### GIVEN INSTRUCTION
Format every line of the data below as a numbered list, omitting blank lines and excluding the pictures.

### SUPPLIED MATERIAL
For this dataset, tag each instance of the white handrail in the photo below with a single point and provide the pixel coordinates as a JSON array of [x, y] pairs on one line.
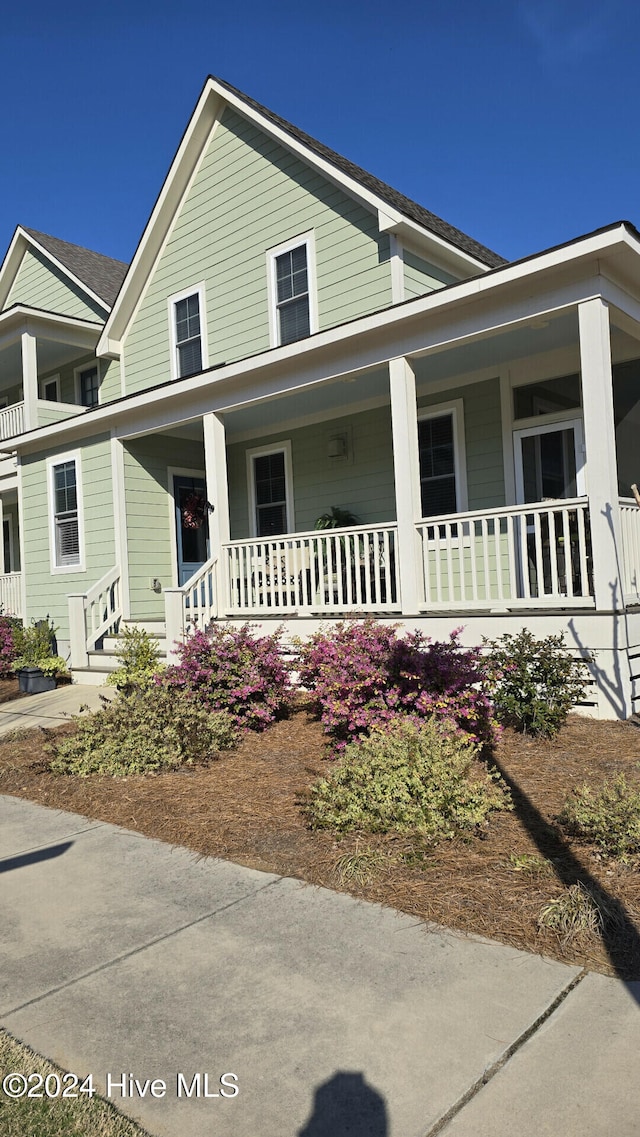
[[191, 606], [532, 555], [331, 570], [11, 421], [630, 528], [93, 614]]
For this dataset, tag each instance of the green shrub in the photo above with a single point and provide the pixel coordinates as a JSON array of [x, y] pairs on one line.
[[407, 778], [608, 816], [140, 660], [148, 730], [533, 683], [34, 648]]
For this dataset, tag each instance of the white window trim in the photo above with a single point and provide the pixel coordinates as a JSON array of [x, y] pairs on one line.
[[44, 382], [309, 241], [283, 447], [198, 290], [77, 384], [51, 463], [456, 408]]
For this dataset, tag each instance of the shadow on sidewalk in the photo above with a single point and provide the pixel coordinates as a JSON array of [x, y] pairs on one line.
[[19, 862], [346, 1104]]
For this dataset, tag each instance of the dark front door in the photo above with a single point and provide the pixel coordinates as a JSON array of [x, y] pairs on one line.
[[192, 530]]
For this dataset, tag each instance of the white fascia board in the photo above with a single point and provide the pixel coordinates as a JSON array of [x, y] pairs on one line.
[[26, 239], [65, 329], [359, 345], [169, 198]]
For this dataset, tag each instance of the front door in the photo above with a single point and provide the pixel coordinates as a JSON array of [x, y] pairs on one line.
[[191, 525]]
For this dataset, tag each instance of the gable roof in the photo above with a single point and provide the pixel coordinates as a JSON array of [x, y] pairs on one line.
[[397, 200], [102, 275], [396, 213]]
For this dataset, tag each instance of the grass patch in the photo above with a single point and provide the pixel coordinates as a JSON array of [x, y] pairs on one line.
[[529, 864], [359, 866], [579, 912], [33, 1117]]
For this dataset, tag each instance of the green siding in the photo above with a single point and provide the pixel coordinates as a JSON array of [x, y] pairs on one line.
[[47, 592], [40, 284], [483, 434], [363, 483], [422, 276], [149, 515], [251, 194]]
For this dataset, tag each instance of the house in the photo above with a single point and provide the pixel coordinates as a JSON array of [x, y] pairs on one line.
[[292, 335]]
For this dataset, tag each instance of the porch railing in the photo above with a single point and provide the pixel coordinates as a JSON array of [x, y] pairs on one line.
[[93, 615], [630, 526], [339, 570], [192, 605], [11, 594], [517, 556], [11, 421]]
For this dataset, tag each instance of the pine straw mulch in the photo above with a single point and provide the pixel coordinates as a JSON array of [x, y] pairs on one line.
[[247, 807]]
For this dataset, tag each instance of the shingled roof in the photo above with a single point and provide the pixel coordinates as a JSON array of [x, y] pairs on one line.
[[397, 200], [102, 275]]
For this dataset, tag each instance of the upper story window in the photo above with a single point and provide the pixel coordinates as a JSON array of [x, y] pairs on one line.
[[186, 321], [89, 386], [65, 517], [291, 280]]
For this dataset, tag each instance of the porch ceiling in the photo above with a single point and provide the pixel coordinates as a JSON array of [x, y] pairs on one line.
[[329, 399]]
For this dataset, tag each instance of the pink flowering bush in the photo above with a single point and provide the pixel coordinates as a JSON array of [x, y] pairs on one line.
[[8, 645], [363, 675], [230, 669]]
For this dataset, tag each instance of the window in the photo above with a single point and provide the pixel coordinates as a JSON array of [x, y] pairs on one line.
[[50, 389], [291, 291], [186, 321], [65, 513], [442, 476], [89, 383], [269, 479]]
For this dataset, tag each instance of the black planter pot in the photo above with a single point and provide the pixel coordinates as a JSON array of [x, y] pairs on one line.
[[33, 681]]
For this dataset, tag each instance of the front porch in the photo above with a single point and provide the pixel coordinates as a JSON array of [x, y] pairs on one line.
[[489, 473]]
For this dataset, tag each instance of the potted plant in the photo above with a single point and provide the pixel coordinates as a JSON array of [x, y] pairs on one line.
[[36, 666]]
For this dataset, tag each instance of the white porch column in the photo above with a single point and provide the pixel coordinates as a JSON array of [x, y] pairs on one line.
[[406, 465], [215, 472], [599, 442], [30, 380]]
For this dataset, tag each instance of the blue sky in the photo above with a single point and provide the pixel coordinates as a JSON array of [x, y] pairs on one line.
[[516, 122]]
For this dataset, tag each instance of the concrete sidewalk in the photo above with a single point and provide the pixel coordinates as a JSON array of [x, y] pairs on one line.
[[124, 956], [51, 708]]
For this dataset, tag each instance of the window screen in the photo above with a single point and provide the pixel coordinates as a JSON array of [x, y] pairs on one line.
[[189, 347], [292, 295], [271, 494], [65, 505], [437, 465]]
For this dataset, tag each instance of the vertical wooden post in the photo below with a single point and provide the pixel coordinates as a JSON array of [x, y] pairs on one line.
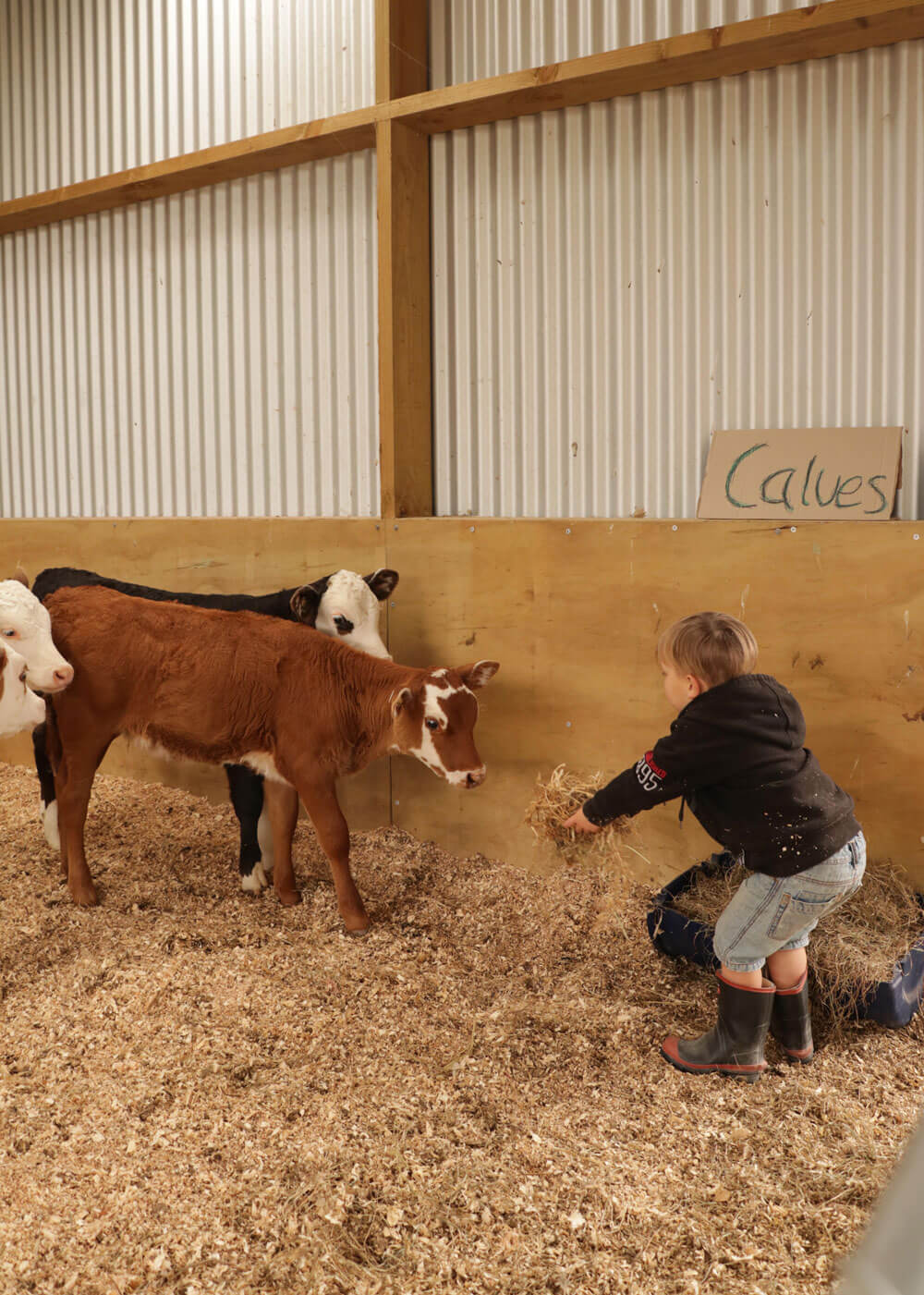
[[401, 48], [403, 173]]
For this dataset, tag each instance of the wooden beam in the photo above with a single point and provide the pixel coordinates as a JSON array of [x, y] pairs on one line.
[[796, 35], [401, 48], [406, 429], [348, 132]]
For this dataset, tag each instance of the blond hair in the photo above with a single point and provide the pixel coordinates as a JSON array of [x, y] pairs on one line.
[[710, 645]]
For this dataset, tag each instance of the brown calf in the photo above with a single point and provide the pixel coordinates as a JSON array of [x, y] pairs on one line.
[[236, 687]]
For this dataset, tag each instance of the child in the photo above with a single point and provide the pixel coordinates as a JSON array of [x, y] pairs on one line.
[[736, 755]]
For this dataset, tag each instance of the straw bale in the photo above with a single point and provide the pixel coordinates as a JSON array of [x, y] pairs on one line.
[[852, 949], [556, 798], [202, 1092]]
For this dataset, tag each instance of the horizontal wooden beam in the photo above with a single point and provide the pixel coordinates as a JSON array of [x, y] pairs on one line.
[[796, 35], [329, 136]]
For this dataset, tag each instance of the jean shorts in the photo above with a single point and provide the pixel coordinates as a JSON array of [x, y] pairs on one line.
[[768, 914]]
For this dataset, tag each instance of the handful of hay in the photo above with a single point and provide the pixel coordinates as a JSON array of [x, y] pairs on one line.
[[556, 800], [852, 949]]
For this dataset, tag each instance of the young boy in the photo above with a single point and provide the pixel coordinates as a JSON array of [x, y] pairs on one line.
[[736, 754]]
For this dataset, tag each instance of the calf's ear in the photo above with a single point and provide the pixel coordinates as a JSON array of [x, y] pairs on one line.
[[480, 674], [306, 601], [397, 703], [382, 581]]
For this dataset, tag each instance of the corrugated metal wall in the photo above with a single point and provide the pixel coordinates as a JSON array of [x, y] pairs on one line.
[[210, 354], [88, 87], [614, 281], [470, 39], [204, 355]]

### FINAL RESULT
1. For this dataset, tag each instance of the white handrail in the photo below with a single point and provide the pixel coordinates as a JSON array of [x, y] pairs on one line.
2. [[191, 606], [532, 555], [331, 570], [11, 421], [630, 528], [93, 614]]
3. For this dataset, tag each instance of the green shrub in the photo above with a single point and provide the pixel coordinates as a JSON array of [x, y] pairs on one line.
4. [[407, 778], [608, 816], [140, 660], [148, 730], [533, 683], [34, 648]]
5. For this dataset, tag each instance of the white window trim in the photo above with a single point and provide the pixel coordinates as a JSON array of [x, y] pairs on one line.
6. [[44, 382], [309, 241], [283, 447], [198, 290], [77, 384], [51, 463], [456, 408]]
7. For this dataset, tag each instance of the shadow on sidewalk in the photo above with a single point and provide the pixel coordinates as a JSON array of [x, y] pairs on one line.
8. [[19, 862], [346, 1104]]
9. For this dataset, tag each instance of the dark front door in the photo above with a single point and provide the pixel coordinates as a JSON array of [x, y] pairs on one line.
10. [[192, 530]]
11. For this dataset, tag each instance of the white fascia board in the photo above with a single point and provide the pixel coordinates as a JSON array of [x, y] pairs on one line.
12. [[26, 239], [65, 329], [359, 345], [169, 198]]
13. For this dataset, tag each instance of the front door in the photo above with a single point and provide the pixel coordinates as a JSON array of [x, y] pairs on one line.
14. [[191, 525]]
15. For this dataset, tag each instance of the gable roof in the photo above with a single point and provide the pixel coordinates as a JSON array of [x, y] pairs on one line.
16. [[397, 200], [102, 275], [396, 213]]
17. For this dataset, tag each instance of the grass patch in the photo above with a single point and provide the pixel coordinates as a JSON array of [x, y] pairs on one line.
18. [[529, 864], [359, 866], [579, 912], [33, 1117]]
19. For this dataset, tag each instance of the green siding in the photo above with a single point and provide the pixel coordinates as a JSON array of [x, y] pairs on one line.
20. [[47, 592], [40, 284], [483, 434], [363, 483], [422, 276], [149, 515], [251, 194]]
21. For this dataset, tag each instance of the house in the photo above with a single point and provide the pixel coordinates as a JSON array of [x, y] pairs on one line.
22. [[292, 335]]
23. For this dataset, tag each instance of the porch railing in the photo above with a single point and provide the pixel coordinates as a JSON array of [x, y] pairs on one line.
24. [[93, 615], [630, 526], [339, 570], [192, 605], [11, 594], [517, 556], [11, 421]]
25. For this dataset, tag each instance of the pine straw mulch in the photo above with a single point and provide the pixel coordinates as a JSON array of [x, y] pairs on one line.
26. [[247, 807]]
27. For this dataset, tag each instance of the shingled roof in the photo above with a single point and provide the pixel coordinates as a JSON array of [x, y] pairs on one line.
28. [[397, 200], [102, 275]]
29. For this dataset, tag each instance of the upper story window in the photo above with a single point and provide the pixel coordinates as a JSON array of [x, y] pairs on one line.
30. [[186, 321], [89, 386], [65, 517], [291, 280]]
31. For this dataset, tag each instance of the porch ceiling in the photo above with a single point and provide the pixel coordinates as a JSON array of [x, y] pairs on one line.
32. [[329, 399]]
33. For this dataset, tag each instance of the pink flowering bush in the photo above with a single point and provide the pixel coordinates as a JSON array of [x, y] pairs on one line.
34. [[8, 645], [363, 675], [230, 669]]
35. For this dataset, tag each instance of the window in the photo above with a single point and provide the pixel coordinates as a JSON array of [x, y] pairs on one line.
36. [[50, 389], [291, 291], [186, 321], [65, 513], [442, 476], [89, 383], [269, 479]]
37. For this dataset, tag each instance of the black planter pot in the photo above with a single point and provide the pixel coordinates as a JSON array of [x, y] pairs on one line.
38. [[33, 681]]
39. For this dataset, tag each instance of the front porch in the photo above with a single point and provide the pixel coordinates as a JSON array of [x, y] pairs on one line.
40. [[489, 473]]
41. For this dataset, tag each instance of the potted plant in the photo above with a single point and provide the pixel coordinates as a JSON array of [x, y] pairs on one line.
42. [[36, 666]]
43. For this dataset, tag each instance of the white porch column in the photo above with a single point and provide the pixel coordinates as a JSON array of [x, y] pairs on one line.
44. [[406, 465], [215, 472], [599, 442], [30, 380]]
45. For this dataset, tag each instance of the blue sky in the photo above with a single point and provide the pixel coordinates as a JSON array of [x, y] pairs on one line.
46. [[516, 122]]
47. For this dataset, tag each instance of the concrete sidewalk in the photo above with a single point and provide the pixel coordinates as a JSON array of [x, y] pairs on one line.
48. [[124, 956], [51, 708]]
49. For this dataset, tag each instance of the window screen in the photo above with a single point and provide the pixel coordinates as a JSON array of [x, y] pairs on one line.
50. [[189, 347], [292, 295], [271, 494], [65, 505], [437, 465]]
51. For this dataset, tag each instance of the vertical wooden post in the photo below with a single point and provide the pixel coordinates as a JSON array of [x, y] pairs on one line.
52. [[401, 48], [403, 173]]
53. For this dataset, tag each instance of the wooden beam in the photo above with a single point and provide the pixel coordinates as a JSON array of [x, y] pairs on one line.
54. [[796, 35], [401, 48], [406, 429], [348, 132]]
55. For this dataset, tag each instance of the blond hair in the photo above with a single point and provide the pixel coordinates as a JSON array of [x, y] pairs on one line.
56. [[710, 645]]
57. For this dataset, tag each instance of the brown calf in the photo above with a single point and provide the pixel coordinates as a JSON array of [x, y] pairs on one line.
58. [[236, 687]]
59. For this dataset, tag each instance of the child in the photo above with a single point and provide the pixel coordinates as a JSON array of [x, y] pairs on one line.
60. [[736, 755]]
61. For this dataset, tag each instance of the straw bale in the photo above with a single point and provide the pixel coordinates as a JSON array of [x, y] pairs on one line.
62. [[852, 949], [556, 798], [202, 1092]]
63. For this dataset, tag each instance of the horizontal wooden beam in the photo above with a single point and provide the pixel coordinates as a JSON array of [x, y] pairs on one line.
64. [[796, 35], [329, 136]]
65. For this dataset, tag each instance of the jean shorts in the photo above with a single point and provide the pixel coordinates as a JSON array of [x, y] pairs on one line.
66. [[768, 914]]
67. For this dataset, tag each instance of the handful of hay in the photo above with a single point and provide the pixel coordinates as a JSON array of [x, y] pairs on one line.
68. [[556, 800], [852, 949]]
69. For this dataset, tag each instance of the young boy in the photo above with a single point and provide the pixel coordinates as a JSON array of [x, y] pairs on one line.
70. [[736, 754]]
71. For this dataset, tag each instance of the calf's ear in the photo above with a single point and provide the pixel coordinates as a JSON array of [x, y] pairs on one line.
72. [[480, 674], [306, 601], [397, 703], [382, 581]]
73. For this dataset, tag each instance of the corrugated metal wall in the photo above with a single point and provide the pixel coordinates as a JSON array of [x, y] pairs on one line.
74. [[210, 354], [88, 87], [614, 281], [470, 39], [204, 355]]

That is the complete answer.